- Do this -
Extract every line from the records below and reproduce each one verbatim, without changing a single character.
— Begin —
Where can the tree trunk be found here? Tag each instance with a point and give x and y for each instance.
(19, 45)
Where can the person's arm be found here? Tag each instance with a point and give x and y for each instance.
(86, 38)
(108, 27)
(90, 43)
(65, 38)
— End —
- Solved exercise -
Where can the tree trunk be found here? Tag each instance with a point and give x and y for each instance.
(19, 45)
Where can the person's arm be found here? Tag each instance with a point and give x and y for each instance.
(86, 38)
(108, 27)
(90, 43)
(65, 38)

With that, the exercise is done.